** Source text follows **

In effect the clock has been paused for the core elements of the AI Act, ie, the regulation of high-risk systems. As there has been widespread concern among companies, both developers and deployers of this type of systems, the Commission's realistic approach in proposing the suspension is to be welcomed.
The proposal also extends simplified compliance options, which were originally designed for SMEs, to small mid-caps, including streamlined technical documentation. The role of the AI Office has also been bolstered by centralising the supervision of general-purpose model-based systems and AI embedded in very large online platforms and search engines (for the purposes of the Digital Services Regulation). A specific transitional period of six months has also been established for providers to retroactively implement technical solutions for detecting synthetic content generated by generative AI systems – systems launched on the market before 2 August 2026 will have to comply with this obligation by 2 February 2027 at the latest. Many will welcome this latest deadline extension given the difficulty in implementing detectability mechanisms, especially as tools to bypass them have become easily accessible on the market.

** End of Source text **
** Listed records follows **

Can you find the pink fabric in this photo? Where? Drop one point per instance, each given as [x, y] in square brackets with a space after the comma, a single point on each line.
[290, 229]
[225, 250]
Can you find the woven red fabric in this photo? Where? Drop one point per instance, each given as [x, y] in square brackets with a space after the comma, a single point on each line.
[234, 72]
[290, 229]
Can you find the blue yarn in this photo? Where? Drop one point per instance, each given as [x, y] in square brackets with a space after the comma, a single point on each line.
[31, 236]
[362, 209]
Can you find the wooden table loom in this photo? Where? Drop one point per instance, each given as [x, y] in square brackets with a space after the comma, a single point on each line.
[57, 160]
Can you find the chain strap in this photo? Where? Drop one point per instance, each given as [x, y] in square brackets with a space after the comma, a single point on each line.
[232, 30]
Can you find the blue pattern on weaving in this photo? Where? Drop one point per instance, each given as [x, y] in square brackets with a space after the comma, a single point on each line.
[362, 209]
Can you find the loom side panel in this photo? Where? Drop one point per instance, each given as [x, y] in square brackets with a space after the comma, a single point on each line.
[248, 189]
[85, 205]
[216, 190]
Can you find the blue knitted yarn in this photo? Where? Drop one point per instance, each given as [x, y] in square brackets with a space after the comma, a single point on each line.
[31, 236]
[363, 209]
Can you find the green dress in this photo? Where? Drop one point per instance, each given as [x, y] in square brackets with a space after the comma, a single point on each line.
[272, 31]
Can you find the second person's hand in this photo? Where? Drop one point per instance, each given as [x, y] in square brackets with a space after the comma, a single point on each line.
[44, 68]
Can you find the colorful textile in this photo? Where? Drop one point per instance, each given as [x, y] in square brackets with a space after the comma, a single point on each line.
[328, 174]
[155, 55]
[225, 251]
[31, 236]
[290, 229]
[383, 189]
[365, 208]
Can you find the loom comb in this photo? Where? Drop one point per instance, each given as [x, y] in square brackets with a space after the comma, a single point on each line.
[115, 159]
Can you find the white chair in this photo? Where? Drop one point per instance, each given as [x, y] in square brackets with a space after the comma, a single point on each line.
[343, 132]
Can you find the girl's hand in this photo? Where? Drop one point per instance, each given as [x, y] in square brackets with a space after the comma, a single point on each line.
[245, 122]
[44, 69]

** End of Listed records **

Using the AI Act text, say whether each statement agrees with it, answering yes or no and quoting the words that decide it. (a) Simplified compliance options first designed for SMEs now also cover small mid-caps. (b) Providers get a twelve-month transitional period to add solutions for detecting synthetic content. (c) Generative AI systems launched before 2 August 2026 must meet the detection obligation by 2 February 2027 at the latest.

(a) Yes: "The proposal also extends simplified compliance options, which were originally designed for SMEs, to small mid-caps"
(b) No: "A specific transitional period of six months has also been established"
(c) Yes: "systems launched on the market before 2 August 2026 will have to comply with this obligation by 2 February 2027 at the latest"